The Hodge index theorem for smooth projective varieties (or compact Kähler manifolds) says that the signature is $$\sum_{p,q} (-1)^p h^{p,q}(X)$$
For toric varieties, $h^{p,q}=0$ unless $p=q$, and equals the Betti number $h^{2p}(X)$, so the signature is $\sum_p (-1)^p h^{2p}(X)$.
The Betti number $h^{2p}$ is equal to $\sum_{i=p}^n (-1)^{i-p} (-1)^{i-p} \binom{i}{p} N_i$ where $N_i$ is the number of $i$-dimensional cells in the polytope.
So the signature is $$ \sum_p(-1)^p \sum_{i=p}^n (-1)^{i-p} (-1)^{i-p} \binom{i}{p} N_i = \sum_i (-1)^i \sum_{o=0}^i \binom{i}{p} N_i = \sum_i (-1)^i2^i N_i = \sum_i (-2)^i N_i.$$
Thus, for a two-dimensional variety, this is the number of vertices minus twice the number of edges plus four times the number of faces. For a polygon, the number of vertices is the number of edges, and the number of faces is one, so this is four minus the number of vertices, which should be your formula.
Similarly, in higher dimensions we can use the Dehn-Somerville equations for simplicial polyhedra to eliminate half of the variables, as smooth toric varieties have simplicial moment polytopes, as pointed out by David Speyer in the comments.

▸ **Source material**
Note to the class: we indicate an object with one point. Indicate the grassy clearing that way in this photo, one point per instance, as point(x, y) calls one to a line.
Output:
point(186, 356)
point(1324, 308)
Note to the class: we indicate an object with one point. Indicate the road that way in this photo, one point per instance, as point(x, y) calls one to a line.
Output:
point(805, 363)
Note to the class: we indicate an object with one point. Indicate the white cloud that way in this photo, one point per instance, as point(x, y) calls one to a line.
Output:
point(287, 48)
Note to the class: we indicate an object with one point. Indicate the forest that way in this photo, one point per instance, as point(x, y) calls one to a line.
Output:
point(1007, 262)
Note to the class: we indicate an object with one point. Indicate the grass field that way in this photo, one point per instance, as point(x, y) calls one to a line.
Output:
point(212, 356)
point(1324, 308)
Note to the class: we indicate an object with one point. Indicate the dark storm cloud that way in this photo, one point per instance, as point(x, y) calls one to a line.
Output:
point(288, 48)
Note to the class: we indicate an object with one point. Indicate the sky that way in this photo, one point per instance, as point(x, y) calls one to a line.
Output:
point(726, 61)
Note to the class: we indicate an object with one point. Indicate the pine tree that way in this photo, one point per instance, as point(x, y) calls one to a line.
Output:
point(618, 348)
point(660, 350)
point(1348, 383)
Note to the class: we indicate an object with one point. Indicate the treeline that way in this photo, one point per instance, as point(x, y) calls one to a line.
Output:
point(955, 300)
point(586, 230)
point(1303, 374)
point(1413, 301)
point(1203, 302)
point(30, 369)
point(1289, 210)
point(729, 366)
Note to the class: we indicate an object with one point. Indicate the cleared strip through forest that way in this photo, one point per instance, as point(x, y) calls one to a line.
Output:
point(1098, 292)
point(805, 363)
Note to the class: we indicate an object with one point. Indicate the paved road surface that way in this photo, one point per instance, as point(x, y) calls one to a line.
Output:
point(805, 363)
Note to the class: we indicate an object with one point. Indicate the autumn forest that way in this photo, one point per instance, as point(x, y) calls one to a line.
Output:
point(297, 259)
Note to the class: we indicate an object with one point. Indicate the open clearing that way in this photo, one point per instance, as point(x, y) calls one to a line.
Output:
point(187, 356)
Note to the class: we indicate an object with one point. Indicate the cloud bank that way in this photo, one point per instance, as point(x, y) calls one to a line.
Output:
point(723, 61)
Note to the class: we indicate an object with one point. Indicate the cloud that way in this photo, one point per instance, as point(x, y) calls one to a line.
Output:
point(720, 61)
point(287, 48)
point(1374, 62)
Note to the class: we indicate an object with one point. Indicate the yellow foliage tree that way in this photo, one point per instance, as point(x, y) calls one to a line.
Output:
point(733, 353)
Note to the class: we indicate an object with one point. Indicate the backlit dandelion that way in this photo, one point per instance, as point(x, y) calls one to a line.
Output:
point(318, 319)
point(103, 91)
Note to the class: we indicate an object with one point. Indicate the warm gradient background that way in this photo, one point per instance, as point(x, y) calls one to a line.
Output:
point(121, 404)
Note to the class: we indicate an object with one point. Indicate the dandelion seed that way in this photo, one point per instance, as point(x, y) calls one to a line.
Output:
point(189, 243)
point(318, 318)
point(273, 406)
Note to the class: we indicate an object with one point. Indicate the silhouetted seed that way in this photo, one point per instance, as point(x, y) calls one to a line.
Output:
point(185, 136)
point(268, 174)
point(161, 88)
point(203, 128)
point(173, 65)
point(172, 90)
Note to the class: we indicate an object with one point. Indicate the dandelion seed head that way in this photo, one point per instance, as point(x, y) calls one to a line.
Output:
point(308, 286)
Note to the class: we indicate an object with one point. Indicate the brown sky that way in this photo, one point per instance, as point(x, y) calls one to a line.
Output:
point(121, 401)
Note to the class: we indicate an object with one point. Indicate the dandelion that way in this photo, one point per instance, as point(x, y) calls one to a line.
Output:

▸ **Things to do**
(1) From the answer on the signature of toric varieties, give again the passage starting at "So the signature is $$" and ending at "in the comments.".
(2) Using the answer on the signature of toric varieties, decide whether each statement agrees with it. Answer yes or no, quoting the deciding words.
(a) For toric varieties, $h^{p,q}$ is zero unless $p=q$.
(b) For a polygon, the number of faces is two.
(c) Smooth toric varieties have simplicial moment polytopes.
(3) Answer from the answer on the signature of toric varieties:
(a) What does $N_i$ stand for?
(b) Which equations can be used in higher dimensions to eliminate half of the variables?
(c) For a polygon, what is the signature equal to?

▸ **Answers for each item**
(1)
So the signature is $$ \sum_p(-1)^p \sum_{i=p}^n (-1)^{i-p} (-1)^{i-p} \binom{i}{p} N_i = \sum_i (-1)^i \sum_{o=0}^i \binom{i}{p} N_i = \sum_i (-1)^i2^i N_i = \sum_i (-2)^i N_i.$$
Thus, for a two-dimensional variety, this is the number of vertices minus twice the number of edges plus four times the number of faces. For a polygon, the number of vertices is the number of edges, and the number of faces is one, so this is four minus the number of vertices, which should be your formula.
Similarly, in higher dimensions we can use the Dehn-Somerville equations for simplicial polyhedra to eliminate half of the variables, as smooth toric varieties have simplicial moment polytopes, as pointed out by David Speyer in the comments.

(2)
(a) Yes: "For toric varieties, $h^{p,q}=0$ unless $p=q$"
(b) No: "the number of faces is one"
(c) Yes: "smooth toric varieties have simplicial moment polytopes"

(3)
(a) The number of $i$-dimensional cells in the polytope.
(b) The Dehn-Somerville equations for simplicial polyhedra.
(c) Four minus the number of vertices.